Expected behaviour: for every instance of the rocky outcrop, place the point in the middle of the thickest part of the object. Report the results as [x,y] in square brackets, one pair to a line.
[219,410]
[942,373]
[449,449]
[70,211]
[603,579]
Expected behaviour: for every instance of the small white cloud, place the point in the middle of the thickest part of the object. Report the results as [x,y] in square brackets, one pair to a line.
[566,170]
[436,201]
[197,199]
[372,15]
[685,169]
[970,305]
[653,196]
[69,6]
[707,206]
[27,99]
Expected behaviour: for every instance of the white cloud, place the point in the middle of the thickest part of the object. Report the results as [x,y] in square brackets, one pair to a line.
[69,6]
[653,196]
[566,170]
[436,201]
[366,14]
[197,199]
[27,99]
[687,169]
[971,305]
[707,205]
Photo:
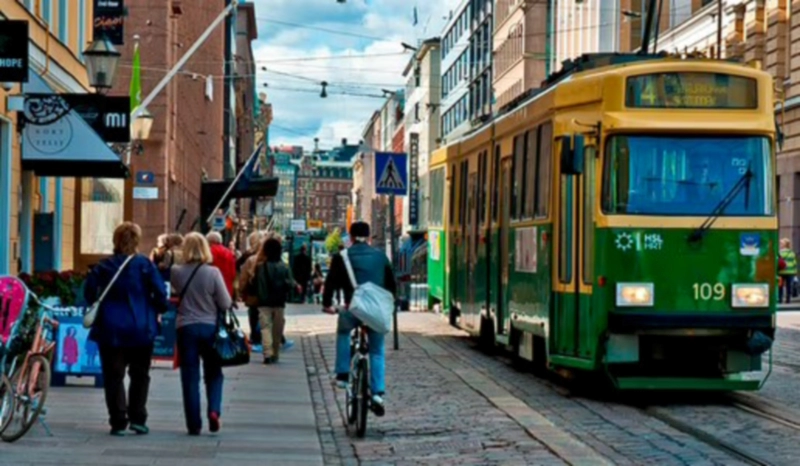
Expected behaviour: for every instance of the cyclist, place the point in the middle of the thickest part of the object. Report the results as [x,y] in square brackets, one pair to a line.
[366,261]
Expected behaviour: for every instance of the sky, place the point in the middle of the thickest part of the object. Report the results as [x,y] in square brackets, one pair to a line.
[355,46]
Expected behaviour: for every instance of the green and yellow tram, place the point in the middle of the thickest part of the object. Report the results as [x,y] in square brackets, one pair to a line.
[621,220]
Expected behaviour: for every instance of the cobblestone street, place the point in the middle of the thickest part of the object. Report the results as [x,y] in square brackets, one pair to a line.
[447,403]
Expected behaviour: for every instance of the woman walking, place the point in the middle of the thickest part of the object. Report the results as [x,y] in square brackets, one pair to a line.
[203,295]
[273,282]
[126,327]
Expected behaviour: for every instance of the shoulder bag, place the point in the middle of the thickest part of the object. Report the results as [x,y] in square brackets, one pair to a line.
[89,317]
[370,304]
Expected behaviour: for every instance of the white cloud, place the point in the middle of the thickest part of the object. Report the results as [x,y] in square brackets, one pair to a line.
[351,65]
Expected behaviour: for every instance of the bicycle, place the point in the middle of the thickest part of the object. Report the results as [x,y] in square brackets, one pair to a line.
[358,395]
[23,398]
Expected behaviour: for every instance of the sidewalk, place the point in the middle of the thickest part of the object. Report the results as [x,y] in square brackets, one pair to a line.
[267,418]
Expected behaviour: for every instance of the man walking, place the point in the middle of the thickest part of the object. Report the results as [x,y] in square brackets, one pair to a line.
[224,260]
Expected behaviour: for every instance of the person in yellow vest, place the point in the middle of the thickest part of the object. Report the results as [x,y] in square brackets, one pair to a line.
[787,270]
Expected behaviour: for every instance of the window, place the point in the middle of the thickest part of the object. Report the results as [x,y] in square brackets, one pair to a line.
[544,171]
[687,175]
[496,182]
[530,173]
[520,168]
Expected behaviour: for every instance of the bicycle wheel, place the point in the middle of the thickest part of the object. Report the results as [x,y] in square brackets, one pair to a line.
[30,399]
[362,398]
[350,396]
[6,402]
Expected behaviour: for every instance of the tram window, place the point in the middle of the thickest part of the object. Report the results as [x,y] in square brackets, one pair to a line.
[452,195]
[544,173]
[687,175]
[495,182]
[520,168]
[530,173]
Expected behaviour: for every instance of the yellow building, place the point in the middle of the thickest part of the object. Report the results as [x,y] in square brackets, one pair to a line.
[59,31]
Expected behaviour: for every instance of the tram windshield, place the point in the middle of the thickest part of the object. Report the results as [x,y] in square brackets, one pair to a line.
[686,175]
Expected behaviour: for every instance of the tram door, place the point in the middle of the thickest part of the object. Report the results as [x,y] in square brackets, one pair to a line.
[505,217]
[566,303]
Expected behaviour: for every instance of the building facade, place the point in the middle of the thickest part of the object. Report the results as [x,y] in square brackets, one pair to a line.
[22,194]
[283,210]
[325,184]
[467,68]
[185,146]
[423,99]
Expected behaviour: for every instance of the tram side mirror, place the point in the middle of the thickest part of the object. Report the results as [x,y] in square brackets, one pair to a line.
[572,152]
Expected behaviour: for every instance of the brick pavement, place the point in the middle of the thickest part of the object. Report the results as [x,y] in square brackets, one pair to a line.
[267,417]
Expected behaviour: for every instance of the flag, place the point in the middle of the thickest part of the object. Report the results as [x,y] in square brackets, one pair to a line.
[136,79]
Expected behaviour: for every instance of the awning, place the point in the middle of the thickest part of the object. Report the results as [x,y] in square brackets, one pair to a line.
[57,141]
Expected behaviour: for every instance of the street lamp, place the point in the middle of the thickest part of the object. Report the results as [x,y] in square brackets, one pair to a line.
[102,60]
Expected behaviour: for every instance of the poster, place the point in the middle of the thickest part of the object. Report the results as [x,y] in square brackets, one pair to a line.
[525,257]
[75,353]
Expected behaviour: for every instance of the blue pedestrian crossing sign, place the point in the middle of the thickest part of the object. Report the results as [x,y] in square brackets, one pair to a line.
[391,173]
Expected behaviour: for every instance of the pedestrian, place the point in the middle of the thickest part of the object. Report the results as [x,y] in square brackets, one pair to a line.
[223,259]
[273,283]
[302,272]
[126,327]
[787,269]
[203,295]
[369,265]
[247,272]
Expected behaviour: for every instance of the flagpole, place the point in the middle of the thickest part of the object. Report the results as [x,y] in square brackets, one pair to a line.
[235,181]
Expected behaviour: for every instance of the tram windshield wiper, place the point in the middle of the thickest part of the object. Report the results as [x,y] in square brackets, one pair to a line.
[743,183]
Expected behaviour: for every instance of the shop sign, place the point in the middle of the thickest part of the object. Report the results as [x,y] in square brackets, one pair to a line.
[14,52]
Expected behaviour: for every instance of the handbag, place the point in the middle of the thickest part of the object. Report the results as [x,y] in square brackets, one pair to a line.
[370,303]
[230,342]
[91,316]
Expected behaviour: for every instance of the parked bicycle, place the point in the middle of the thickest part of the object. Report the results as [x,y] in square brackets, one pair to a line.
[359,392]
[23,394]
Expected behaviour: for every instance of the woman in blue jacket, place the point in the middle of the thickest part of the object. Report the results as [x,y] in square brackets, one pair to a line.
[126,327]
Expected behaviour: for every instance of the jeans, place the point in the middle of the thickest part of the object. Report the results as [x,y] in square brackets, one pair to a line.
[272,323]
[196,341]
[377,352]
[114,361]
[255,330]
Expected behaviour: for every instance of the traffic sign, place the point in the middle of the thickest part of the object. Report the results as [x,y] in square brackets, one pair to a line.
[391,173]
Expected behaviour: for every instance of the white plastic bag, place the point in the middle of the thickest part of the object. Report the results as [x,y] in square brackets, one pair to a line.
[371,304]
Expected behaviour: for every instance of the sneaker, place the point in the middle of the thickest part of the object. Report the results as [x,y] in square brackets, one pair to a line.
[213,422]
[377,405]
[140,429]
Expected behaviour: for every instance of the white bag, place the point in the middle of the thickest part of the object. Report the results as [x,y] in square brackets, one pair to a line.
[371,304]
[89,317]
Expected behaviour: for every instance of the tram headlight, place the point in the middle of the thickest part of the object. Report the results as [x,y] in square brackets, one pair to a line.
[750,295]
[634,294]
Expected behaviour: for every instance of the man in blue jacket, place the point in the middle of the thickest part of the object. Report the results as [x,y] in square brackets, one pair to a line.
[369,265]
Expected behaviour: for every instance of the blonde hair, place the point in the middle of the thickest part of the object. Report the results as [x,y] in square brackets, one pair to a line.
[254,241]
[126,238]
[196,250]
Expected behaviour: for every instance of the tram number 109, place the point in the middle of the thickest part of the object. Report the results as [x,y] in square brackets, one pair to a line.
[707,291]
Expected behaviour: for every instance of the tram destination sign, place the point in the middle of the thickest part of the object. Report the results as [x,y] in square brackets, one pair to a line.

★ ★ ★ ★ ★

> _Work to complete_: Rewrite the stretch of the listing above, from the line containing "Expected behaviour: for every instance of the tram number" through the end of the listing, as a numbered list, leaving out blank lines.

> _Reply_:
1. Expected behaviour: for every instance of the tram number 109, place the point in the middle of the thickest part of the object. Report the results as [x,y] in square brackets, one pair to a line.
2. [707,291]
3. Expected behaviour: for every instance of the tram destination sign, place the point in the middle of the thickest part of the object. Report the results as [x,y] in square brackets, one pair to a line.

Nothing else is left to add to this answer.